Collected data:
----------------------------------------
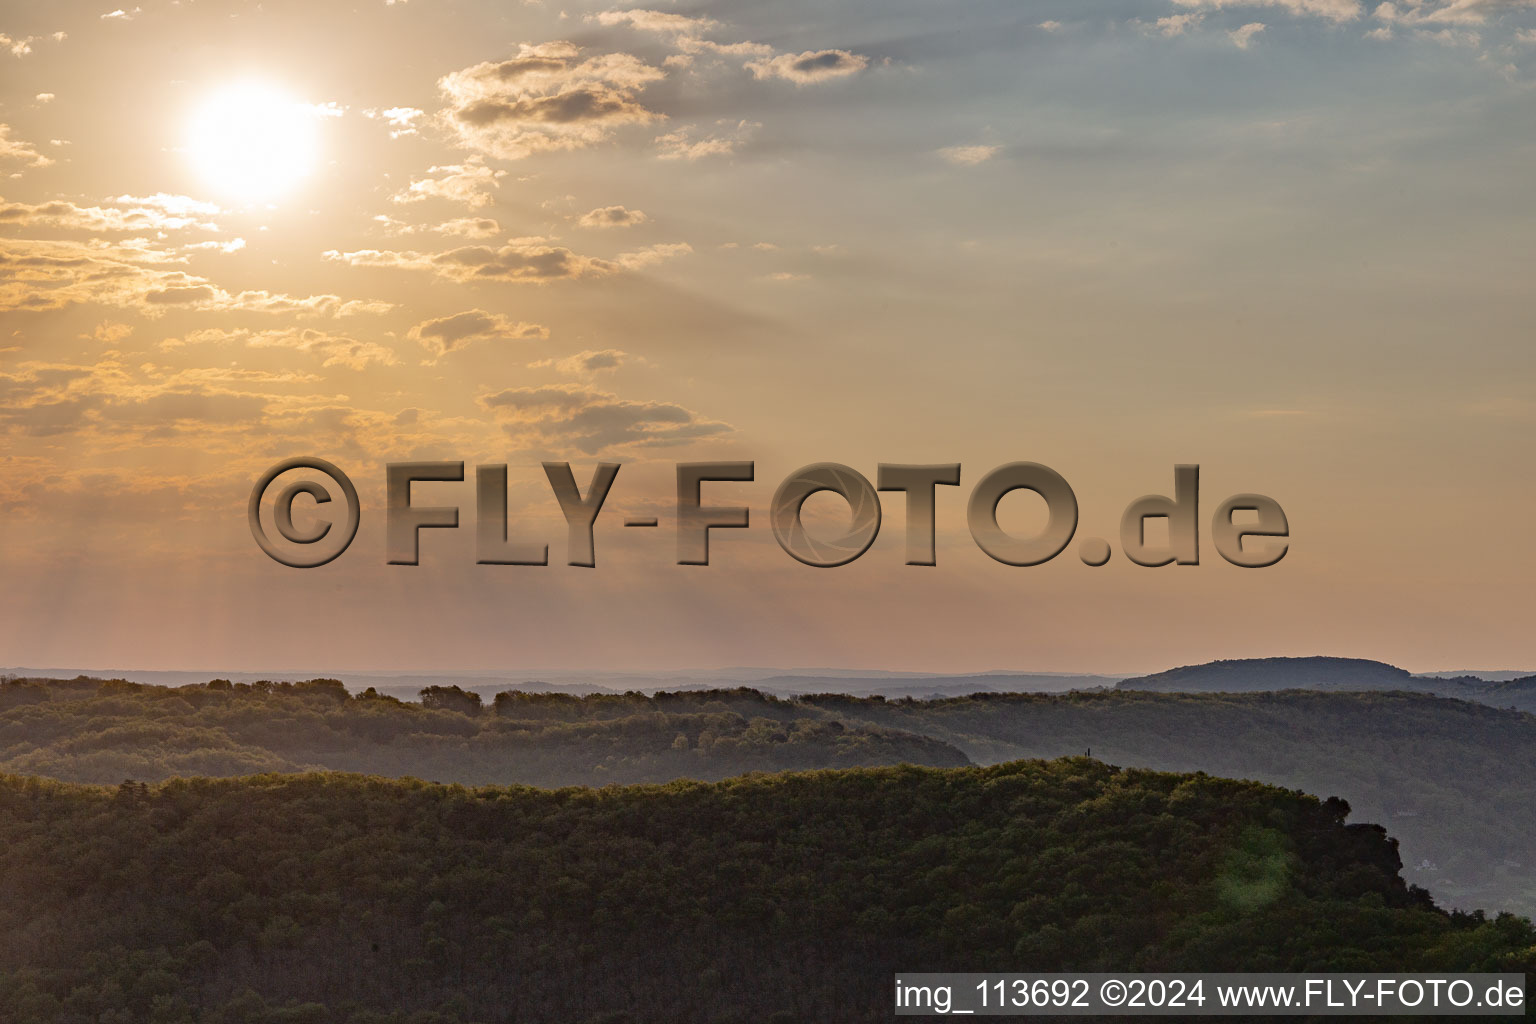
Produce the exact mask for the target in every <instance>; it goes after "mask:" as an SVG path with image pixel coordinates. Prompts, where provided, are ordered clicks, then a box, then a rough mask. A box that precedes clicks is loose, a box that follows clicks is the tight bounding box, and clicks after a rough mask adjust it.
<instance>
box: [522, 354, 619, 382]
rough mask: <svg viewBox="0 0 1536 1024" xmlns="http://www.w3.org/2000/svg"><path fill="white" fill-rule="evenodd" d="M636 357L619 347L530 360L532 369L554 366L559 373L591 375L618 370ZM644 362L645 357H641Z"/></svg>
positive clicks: (604, 372)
----------------------------------------
Task description: Out of the data above, return each line where the word "clicks" can be found.

Output for this exercise:
Produce the exact mask for the target in every <instance>; it goes after "mask:" as an SVG path with image pixel coordinates. Prompts, where provided, are ordered clicks, then a box, then a rough mask. A box that precedes clicks is loose, a box that follows clicks is the tight bounding box, and clicks after a rough mask adjust it.
positive clicks: (604, 372)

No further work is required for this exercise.